INSTRUÇÃO A: Devolva, sem mudar nada, o trecho do texto sobre o amor possível que começa com as palavras "O amor possível" e termina em "menos se encontra?".
INSTRUÇÃO B: Leve adiante o texto sobre o amor possível, continuando logo depois da última frase dele.

No filme Buena Vista Social Club, Compay Segundo, ao falar de amor e de sua admiração pelas mulheres, diz que a coisa mais bonita que existe no mundo é o amor e que “uma noite de romanticismo não tem preço”. No começo eu discordava dele, cubano maluco!, depois passei a entendê-lo e, agora, quase concordo com aquele cantor boêmio. No meu estágio atual de maturidade, acredito que uma boa história de amor é o que realmente interessa nessa nossa vida. E não é preciso ser muito esperto para reparar que boa parte dos filmes que assistimos, dos livros que lemos, das lendas, das novelas, etc., são histórias de amor, simples e cafonas, recheadas com outras histórias menores, satélites, para que possam prender a nossa atenção. E prendem. Na realidade, não conseguimos fugir do rótulo de animais sentimentais, não nos despimos jamais da necessidade de encontrarmos o amor..., um amor possível. E essa, definitivamente, NAOo é uma busca simples.

O amor possível é aquele amor que hoje está em desuso, ultrapassado, gasto como o coração dos que nele acreditam. É buscar por algo cada vez mais raro, menos recorrente, menos encontrado, mas sempre buscado. Um santo Graal praticamente. Ora, se o desejo de todo ser humano é viver um amor de verdade, um amor possível, por que isso está cada vez mais distante? Por que o número de casamentos aumenta em todo o mundo e o de separações também, em proporções até maiores? Por que não é mais um fiasco um matrimônio qualquer durar 2 ou 3 anos? Por que cada vez mais se busca um amor possível e cada vez menos se encontra?

(Linhas de um conjunto de dados de apontamento)
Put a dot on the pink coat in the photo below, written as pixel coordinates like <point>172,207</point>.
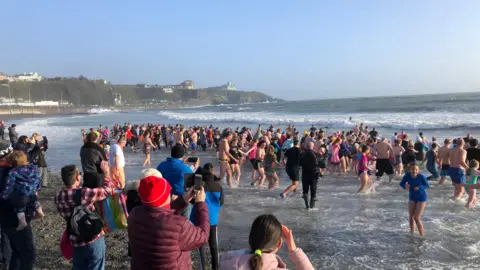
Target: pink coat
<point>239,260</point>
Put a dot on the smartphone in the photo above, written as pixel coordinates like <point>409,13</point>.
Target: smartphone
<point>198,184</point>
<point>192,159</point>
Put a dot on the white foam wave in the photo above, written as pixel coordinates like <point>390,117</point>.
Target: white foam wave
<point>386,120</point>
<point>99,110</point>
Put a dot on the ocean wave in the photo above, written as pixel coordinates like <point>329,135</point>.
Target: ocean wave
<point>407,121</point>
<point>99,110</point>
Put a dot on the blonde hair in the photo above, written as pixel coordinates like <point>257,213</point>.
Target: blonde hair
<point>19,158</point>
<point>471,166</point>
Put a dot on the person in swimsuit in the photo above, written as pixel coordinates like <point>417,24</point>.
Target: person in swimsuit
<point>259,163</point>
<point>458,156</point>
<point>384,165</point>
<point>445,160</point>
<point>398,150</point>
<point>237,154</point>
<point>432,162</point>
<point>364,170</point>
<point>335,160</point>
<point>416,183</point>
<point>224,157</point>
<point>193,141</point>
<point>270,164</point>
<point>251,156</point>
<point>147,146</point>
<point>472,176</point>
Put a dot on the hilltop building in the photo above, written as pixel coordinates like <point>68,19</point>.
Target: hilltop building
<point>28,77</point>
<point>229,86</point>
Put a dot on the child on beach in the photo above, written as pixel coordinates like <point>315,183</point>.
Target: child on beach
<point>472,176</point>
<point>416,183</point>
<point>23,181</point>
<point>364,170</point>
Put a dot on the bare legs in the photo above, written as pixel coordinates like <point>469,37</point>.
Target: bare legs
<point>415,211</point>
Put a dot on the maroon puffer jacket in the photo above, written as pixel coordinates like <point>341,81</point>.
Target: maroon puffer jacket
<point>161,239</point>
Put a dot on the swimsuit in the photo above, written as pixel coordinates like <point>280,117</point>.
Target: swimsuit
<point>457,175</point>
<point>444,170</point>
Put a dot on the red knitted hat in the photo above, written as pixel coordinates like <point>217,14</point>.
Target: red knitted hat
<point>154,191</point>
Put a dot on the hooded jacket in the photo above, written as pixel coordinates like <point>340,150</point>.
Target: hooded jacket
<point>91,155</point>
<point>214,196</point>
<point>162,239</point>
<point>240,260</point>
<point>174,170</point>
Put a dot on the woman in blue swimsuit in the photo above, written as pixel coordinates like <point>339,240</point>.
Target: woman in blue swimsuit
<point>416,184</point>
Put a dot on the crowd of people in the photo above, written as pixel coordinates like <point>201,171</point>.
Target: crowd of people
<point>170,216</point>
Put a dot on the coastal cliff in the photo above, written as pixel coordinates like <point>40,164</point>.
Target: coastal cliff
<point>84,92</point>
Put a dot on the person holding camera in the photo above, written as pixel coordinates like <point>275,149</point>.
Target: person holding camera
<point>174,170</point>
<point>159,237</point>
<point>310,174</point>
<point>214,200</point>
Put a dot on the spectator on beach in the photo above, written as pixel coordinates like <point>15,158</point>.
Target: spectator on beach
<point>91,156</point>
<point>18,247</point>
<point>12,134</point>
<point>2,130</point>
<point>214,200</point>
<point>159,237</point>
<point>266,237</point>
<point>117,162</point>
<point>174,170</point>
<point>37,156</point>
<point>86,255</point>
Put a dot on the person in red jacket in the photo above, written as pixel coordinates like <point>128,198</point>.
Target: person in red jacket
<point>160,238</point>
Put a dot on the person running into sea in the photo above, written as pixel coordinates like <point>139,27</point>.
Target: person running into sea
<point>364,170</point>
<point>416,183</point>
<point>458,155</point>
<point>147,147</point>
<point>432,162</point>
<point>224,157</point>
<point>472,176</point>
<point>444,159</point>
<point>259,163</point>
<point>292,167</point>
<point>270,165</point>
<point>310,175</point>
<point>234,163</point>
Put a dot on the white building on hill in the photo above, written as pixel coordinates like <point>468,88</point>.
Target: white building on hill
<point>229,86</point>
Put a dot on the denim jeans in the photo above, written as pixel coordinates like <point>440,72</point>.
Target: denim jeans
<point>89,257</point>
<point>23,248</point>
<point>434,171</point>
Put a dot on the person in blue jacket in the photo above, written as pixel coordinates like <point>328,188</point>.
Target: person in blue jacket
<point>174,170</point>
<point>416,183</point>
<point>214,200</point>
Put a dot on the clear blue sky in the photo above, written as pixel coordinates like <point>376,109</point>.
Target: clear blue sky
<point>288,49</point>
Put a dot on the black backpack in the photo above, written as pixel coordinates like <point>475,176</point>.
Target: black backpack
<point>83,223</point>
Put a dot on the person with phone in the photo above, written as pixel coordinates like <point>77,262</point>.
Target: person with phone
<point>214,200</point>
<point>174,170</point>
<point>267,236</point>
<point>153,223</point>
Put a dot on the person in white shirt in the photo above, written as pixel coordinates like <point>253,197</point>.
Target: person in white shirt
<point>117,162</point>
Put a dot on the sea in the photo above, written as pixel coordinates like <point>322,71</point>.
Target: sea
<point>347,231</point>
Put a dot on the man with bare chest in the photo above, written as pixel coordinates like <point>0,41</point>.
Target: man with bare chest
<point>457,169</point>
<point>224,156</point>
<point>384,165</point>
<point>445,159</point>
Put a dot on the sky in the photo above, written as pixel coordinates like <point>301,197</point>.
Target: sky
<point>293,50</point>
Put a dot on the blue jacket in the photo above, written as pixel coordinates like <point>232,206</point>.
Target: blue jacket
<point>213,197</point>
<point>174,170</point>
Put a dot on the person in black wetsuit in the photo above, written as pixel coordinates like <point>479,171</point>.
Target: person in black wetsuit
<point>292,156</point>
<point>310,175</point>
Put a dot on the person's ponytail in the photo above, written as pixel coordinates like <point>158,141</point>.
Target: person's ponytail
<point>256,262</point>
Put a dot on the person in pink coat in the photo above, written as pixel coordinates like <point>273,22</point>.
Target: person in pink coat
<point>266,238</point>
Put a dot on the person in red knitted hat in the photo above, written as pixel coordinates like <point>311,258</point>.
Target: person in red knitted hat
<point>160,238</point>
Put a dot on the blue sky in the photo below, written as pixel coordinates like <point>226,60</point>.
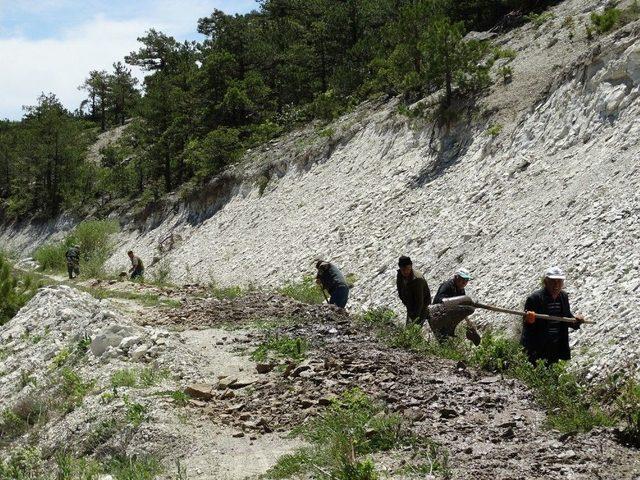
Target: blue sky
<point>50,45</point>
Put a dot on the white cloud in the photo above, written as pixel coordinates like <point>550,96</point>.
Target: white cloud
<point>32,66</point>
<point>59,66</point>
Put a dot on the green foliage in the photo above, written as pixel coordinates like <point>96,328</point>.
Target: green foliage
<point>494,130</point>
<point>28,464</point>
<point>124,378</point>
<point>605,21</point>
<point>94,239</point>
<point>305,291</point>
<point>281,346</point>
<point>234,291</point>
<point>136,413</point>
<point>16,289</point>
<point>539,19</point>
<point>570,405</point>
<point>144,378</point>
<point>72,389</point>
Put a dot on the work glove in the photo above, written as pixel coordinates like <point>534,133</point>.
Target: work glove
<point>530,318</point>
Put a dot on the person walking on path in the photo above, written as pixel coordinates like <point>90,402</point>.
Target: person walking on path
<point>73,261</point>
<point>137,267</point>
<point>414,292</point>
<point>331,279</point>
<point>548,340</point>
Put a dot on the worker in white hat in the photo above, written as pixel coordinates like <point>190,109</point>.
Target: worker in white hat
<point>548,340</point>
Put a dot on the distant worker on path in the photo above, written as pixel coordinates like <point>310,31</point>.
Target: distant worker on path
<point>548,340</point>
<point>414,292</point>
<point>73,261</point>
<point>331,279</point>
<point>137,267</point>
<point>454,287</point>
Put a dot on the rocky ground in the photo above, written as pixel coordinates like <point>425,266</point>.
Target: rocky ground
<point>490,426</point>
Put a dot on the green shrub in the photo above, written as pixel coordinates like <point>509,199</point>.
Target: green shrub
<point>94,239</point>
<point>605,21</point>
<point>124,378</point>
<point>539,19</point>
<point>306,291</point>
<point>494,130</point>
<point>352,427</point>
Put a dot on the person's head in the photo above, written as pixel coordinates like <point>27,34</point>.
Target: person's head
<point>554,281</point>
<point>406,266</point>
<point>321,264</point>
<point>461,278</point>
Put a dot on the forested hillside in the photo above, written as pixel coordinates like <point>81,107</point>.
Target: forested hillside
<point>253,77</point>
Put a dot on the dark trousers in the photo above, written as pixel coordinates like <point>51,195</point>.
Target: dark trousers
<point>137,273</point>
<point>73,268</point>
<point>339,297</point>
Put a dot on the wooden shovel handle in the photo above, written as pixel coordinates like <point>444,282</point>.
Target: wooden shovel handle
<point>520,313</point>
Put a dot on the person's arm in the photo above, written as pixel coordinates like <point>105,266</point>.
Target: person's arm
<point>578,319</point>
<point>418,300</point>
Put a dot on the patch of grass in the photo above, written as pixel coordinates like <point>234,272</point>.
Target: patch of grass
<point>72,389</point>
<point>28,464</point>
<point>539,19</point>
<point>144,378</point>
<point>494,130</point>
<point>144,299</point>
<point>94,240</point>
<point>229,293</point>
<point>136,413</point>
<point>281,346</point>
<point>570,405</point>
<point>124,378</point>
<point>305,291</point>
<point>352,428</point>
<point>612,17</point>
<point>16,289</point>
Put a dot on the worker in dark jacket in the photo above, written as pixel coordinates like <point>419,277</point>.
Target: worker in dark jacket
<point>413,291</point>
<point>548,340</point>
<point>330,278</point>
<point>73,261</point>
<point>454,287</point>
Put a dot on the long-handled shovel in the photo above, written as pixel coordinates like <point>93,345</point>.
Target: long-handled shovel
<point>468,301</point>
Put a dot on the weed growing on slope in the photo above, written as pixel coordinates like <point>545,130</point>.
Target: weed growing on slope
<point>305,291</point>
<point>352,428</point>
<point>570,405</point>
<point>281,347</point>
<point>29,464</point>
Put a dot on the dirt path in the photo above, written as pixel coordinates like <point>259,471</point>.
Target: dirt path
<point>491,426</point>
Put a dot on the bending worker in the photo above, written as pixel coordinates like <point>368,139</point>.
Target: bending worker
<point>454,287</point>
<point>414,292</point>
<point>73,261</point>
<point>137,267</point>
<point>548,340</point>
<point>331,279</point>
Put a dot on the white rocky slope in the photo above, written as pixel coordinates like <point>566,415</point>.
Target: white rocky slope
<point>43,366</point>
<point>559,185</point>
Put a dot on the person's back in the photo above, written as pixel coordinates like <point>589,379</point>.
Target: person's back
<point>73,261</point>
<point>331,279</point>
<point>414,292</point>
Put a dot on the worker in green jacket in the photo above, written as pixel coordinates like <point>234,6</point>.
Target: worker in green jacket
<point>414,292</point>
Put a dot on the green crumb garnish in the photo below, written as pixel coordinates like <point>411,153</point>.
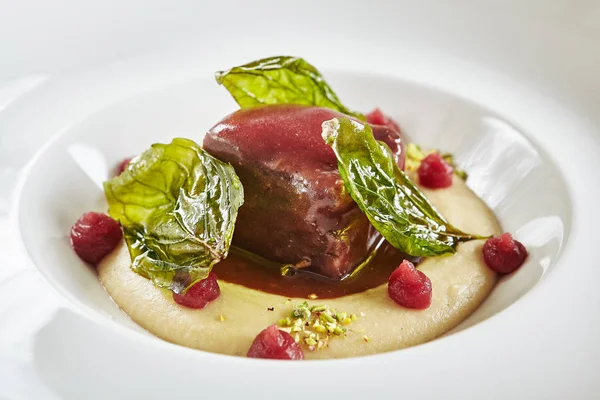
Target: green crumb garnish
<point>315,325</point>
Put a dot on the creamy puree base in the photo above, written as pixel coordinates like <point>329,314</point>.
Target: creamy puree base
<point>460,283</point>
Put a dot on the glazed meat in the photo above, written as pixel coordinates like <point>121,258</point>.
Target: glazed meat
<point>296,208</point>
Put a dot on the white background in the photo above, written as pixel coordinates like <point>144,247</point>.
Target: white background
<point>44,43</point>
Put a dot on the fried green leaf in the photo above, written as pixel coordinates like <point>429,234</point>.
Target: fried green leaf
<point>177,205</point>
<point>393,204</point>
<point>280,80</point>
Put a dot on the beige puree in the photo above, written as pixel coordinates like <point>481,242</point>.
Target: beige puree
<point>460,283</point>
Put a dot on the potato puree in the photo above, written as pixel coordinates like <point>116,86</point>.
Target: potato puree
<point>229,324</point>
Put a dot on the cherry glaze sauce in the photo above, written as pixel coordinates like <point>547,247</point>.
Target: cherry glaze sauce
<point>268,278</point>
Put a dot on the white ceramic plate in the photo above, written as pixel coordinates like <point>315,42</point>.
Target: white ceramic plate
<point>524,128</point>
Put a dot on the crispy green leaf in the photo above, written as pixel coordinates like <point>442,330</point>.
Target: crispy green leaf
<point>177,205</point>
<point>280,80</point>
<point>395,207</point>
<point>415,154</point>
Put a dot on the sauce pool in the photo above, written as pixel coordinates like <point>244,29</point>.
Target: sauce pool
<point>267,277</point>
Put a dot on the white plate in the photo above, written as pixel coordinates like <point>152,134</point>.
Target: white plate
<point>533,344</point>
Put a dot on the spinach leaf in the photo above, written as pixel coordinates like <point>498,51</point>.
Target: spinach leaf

RESPOSTA ESCRITA A:
O amor possível é aquele amor que hoje está em desuso, ultrapassado, gasto como o coração dos que nele acreditam. É buscar por algo cada vez mais raro, menos recorrente, menos encontrado, mas sempre buscado. Um santo Graal praticamente. Ora, se o desejo de todo ser humano é viver um amor de verdade, um amor possível, por que isso está cada vez mais distante? Por que o número de casamentos aumenta em todo o mundo e o de separações também, em proporções até maiores? Por que não é mais um fiasco um matrimônio qualquer durar 2 ou 3 anos? Por que cada vez mais se busca um amor possível e cada vez menos se encontra?

RESPOSTA ESCRITA B:
Sim, você deve estar pensando: se eu casar e não der certo, vou buscar um novo amor, um possível, não vou ficar confinado em uma relação infeliz. É verdade, é verdade... Mas, quantas vezes temos que errar até dizer “é esse”! O blogueiro (e poeta) José de Morais pergunta: “por que amar se a perda é tão dolorosa?” Ele dá como certo a perda. E não deve existir ninguém que goste de separações, afinal, quase sempre elas deixam marcas profundas, às vezes cicatrizes para toda uma vida. Ainda mais quando você pensava ter encontrado um amor possível...

Entretanto, pior que perder um amor possível é nunca tê-lo encontrado e desconfiar timidamente que estes só existem mesmo nos filmes ou na televisão. E, então, se você por acaso ficar de cara com ele, é lutar bravamente para não deixá-lo escapar. E “se se morre de amor”, como versejou Gonçalves Dias, bom, o jovem Werther morreu, como tantos outros, não concordando com aquele poeta.

Encontrar um amor possível é ganhar na loteria. É ter a certeza de que você recebeu um presente de valor inestimável, o qual só poderá pagar tornando-se você mesmo um companheiro de verdade, sendo você também adepto – e praticante – do amor possível. É dividir o pouco que se tem e desejar ter mais apenas para dividir mais. É querer vivenciar a 2 todas as coisas deste mundo. É querer viver no outro e com o outro dentro de si. É sair cedo já pensando em retornar, e abrir mão das suas coisas para viver as do casal. É acreditar que viverão juntos para sempre e que cada um fará sua parte para que isso aconteça. É querer ser feliz, ser um casal, amar.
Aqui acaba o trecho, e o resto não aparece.